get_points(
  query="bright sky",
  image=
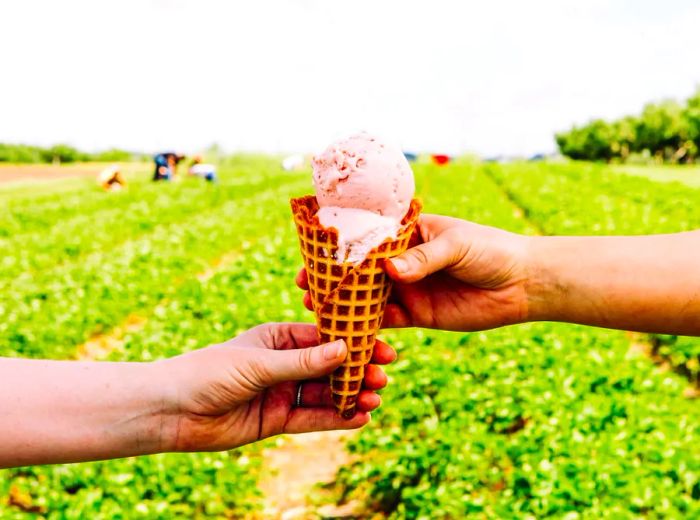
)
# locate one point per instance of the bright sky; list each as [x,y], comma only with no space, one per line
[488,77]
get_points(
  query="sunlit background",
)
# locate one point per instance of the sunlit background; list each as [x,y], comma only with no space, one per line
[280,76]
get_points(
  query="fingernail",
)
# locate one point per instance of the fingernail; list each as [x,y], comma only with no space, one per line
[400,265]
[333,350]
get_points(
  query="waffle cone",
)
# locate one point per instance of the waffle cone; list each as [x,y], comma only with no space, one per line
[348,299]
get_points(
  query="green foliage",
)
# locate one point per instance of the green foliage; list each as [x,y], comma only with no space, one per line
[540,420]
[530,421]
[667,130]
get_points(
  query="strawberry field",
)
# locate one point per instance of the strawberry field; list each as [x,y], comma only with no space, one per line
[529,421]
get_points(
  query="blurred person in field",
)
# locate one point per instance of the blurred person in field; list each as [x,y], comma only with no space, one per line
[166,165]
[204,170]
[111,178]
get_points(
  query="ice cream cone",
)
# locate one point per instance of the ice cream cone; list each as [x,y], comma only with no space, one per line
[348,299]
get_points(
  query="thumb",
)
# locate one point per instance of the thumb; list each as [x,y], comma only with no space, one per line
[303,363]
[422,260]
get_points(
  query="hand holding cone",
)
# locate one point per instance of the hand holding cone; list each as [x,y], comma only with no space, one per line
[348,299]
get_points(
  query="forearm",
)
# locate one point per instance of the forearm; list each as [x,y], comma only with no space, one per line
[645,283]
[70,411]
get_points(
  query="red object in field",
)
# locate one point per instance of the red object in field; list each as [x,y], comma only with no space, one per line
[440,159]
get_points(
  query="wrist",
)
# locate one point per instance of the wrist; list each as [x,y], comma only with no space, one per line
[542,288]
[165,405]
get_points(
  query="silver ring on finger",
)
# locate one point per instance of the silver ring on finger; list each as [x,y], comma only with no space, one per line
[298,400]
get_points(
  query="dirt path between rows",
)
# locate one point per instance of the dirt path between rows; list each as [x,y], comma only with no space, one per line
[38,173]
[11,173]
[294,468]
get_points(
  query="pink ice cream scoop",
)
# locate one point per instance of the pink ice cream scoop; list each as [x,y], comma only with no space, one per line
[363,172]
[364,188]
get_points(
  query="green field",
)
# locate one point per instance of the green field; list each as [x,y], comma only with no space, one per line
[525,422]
○ ○ ○ ○ ○ ○ ○
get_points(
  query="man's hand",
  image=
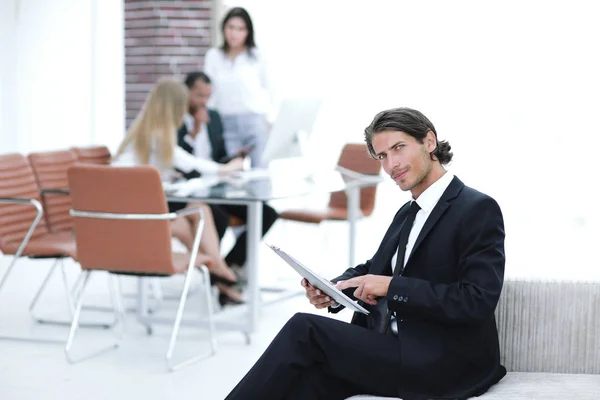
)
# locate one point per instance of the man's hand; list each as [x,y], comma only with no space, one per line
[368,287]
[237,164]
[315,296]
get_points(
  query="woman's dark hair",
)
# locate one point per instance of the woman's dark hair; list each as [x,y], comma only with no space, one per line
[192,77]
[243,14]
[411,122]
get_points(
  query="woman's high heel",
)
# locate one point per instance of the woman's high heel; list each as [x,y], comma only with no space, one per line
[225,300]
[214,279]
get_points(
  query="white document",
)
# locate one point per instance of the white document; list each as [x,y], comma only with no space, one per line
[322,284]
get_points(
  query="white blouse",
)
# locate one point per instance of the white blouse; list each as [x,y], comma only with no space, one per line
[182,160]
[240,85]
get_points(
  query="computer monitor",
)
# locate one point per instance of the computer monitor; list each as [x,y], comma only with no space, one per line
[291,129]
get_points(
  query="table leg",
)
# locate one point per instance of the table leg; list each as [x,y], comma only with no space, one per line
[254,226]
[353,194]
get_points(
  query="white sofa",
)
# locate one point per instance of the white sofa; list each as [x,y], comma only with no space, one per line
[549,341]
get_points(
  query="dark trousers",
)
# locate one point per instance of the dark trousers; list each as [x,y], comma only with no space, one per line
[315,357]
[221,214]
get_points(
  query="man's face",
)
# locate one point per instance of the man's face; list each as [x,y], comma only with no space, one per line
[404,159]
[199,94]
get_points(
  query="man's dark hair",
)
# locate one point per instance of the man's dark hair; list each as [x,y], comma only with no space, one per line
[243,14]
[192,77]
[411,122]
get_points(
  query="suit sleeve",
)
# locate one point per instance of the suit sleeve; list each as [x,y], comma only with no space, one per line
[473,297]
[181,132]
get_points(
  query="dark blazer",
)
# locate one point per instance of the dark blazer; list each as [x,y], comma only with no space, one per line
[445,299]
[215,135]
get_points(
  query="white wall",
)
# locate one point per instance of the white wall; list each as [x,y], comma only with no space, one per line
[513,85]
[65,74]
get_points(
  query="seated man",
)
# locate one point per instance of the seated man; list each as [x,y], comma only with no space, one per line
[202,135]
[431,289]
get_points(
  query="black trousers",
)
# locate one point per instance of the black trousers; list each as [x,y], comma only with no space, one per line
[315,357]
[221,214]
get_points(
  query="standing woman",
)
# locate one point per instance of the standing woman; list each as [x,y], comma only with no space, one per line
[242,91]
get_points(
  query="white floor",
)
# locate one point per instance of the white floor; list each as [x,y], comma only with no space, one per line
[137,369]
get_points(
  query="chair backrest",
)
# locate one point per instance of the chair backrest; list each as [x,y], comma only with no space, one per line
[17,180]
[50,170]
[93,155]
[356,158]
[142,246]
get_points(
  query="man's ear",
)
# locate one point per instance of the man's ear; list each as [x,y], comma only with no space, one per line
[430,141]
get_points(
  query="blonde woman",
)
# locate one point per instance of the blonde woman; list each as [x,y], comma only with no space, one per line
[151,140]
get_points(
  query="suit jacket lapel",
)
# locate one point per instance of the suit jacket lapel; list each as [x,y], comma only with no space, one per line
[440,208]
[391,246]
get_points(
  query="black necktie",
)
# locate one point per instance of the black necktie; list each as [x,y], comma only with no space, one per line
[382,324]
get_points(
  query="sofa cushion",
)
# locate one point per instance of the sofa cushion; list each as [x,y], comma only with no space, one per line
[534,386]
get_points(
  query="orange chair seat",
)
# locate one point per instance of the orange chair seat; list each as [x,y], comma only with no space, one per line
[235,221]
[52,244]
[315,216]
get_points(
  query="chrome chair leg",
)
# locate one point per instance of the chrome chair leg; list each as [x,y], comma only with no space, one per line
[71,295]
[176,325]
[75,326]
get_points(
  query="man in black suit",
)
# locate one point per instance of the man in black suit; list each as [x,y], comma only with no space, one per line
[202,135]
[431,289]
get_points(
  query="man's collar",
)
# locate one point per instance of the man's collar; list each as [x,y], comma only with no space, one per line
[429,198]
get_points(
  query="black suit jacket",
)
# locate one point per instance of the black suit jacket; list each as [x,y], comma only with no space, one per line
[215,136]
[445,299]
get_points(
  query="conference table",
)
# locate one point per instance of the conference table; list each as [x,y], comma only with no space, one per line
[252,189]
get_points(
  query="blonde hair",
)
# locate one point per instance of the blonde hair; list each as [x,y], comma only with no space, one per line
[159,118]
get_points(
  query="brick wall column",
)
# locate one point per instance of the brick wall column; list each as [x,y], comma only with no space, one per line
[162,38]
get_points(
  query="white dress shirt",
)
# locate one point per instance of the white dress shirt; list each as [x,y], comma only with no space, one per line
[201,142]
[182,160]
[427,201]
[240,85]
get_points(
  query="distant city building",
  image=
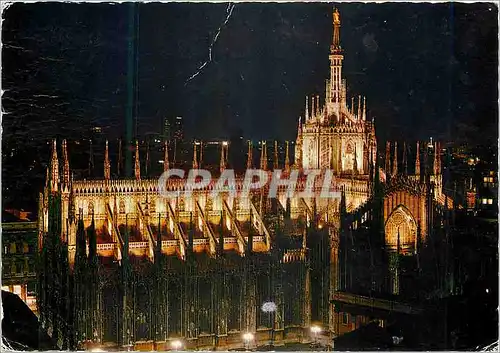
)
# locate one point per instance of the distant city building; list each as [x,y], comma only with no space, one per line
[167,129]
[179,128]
○ ○ ○ ○ ○ ○ ○
Goal
Pull out every line of the records that contains the string "building", treating uppercase and lowercase as different.

Answer to the task
  query="distant city building",
# locate one point per instance of the distant city building; list each as [x,y], comma only with no space, one per line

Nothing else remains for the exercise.